Material supplied
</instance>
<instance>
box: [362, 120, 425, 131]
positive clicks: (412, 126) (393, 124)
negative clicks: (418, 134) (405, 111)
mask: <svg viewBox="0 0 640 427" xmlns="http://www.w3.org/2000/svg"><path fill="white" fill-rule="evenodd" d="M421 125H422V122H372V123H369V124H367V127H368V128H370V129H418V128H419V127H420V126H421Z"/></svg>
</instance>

What the task asks
The entries above should be set down again exactly as they appear.

Solution to this problem
</instance>
<instance>
box: [362, 120, 425, 131]
positive clicks: (412, 126) (393, 124)
negative clicks: (418, 134) (405, 111)
mask: <svg viewBox="0 0 640 427" xmlns="http://www.w3.org/2000/svg"><path fill="white" fill-rule="evenodd" d="M421 125H422V122H372V123H369V124H367V127H368V128H370V129H418V128H419V127H420V126H421Z"/></svg>
</instance>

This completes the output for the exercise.